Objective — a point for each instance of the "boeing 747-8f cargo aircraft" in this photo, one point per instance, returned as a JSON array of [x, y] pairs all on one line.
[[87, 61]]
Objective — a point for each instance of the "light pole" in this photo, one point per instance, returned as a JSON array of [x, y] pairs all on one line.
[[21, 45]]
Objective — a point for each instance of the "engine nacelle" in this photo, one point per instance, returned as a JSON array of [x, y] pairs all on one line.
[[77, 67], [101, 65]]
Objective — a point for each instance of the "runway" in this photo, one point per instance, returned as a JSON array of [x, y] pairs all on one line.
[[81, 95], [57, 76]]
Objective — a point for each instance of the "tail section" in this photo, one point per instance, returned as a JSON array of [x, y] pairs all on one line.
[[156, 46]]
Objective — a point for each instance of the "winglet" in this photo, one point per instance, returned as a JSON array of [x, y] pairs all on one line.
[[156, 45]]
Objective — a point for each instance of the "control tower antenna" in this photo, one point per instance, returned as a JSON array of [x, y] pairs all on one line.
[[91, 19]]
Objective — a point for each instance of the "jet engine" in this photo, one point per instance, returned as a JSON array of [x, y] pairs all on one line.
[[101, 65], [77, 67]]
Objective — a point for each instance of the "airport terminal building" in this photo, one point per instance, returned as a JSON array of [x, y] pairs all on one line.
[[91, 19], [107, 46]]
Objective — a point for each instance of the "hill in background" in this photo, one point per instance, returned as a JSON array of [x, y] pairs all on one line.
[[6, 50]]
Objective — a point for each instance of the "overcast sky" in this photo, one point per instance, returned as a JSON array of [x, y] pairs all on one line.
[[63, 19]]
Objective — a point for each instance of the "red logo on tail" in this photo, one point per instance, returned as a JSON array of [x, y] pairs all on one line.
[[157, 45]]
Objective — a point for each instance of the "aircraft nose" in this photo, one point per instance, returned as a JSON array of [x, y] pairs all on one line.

....

▸ **What is expected**
Copy out the data shown above in full. Match it exactly.

▸ **Final answer**
Objective — a point for each instance of the "boeing 747-8f cargo aircraft" in this photo, one point per instance, returned as a JSON array of [x, y] pairs all on one line.
[[87, 61]]
Objective — a point for each instance of the "light pole" in this photo, one point per instance, returned as a JSON array of [x, y] pairs all on one line.
[[21, 45]]
Objective — a point for each instance of the "engine nacelle" in this photo, one point per instance, returned as a JSON array of [x, y] pairs all on one line.
[[77, 67], [101, 65]]
Objective — a point for each instance of the "runway" in this photo, one point per instance, returned as a JSON array of [x, y] pairs all on one line.
[[81, 95], [57, 76]]
Objective — a point for each instance of the "tail section" in this photo, one point per instance, returned as a JSON array of [x, y] pairs all on one line.
[[156, 46]]
Objective — a point for each instance of the "winglet" in this photo, one point per instance, returned as a JSON array of [x, y] pairs all on one line.
[[156, 45]]
Objective — a point for each instance of the "control tower antenna" in this photo, one point per instance, returned as a JSON array of [x, y] pairs all on one line.
[[91, 19]]
Objective — a point for each instance of the "jet engine" in this photo, one point per instance, returned as a JSON array of [x, y] pairs all on one line.
[[101, 65], [77, 67]]
Objective — a point for each instance of the "airport terminal building" in this photo, one point per instance, returned as a JSON array of [x, y] pairs all on one line.
[[91, 19], [107, 46]]
Objective — a point for each instance of the "hill in background" in this photo, one point per instance, returned as a JSON array of [x, y] pairs all on one line.
[[6, 50]]
Objective — a point for each instance of the "overcast sky" in this photo, one point per instance, returned as a JSON array of [x, y] pairs all on one line.
[[63, 19]]
Objective — a point for each instance of the "red logo on tail" in this photo, one point per instance, returned as a JSON array of [x, y] pairs all on one line.
[[157, 45]]
Objective — a point for each instance of the "aircraft nose" in this photo, one point per instance, returned as a JSON array of [x, y] pairs all on one line.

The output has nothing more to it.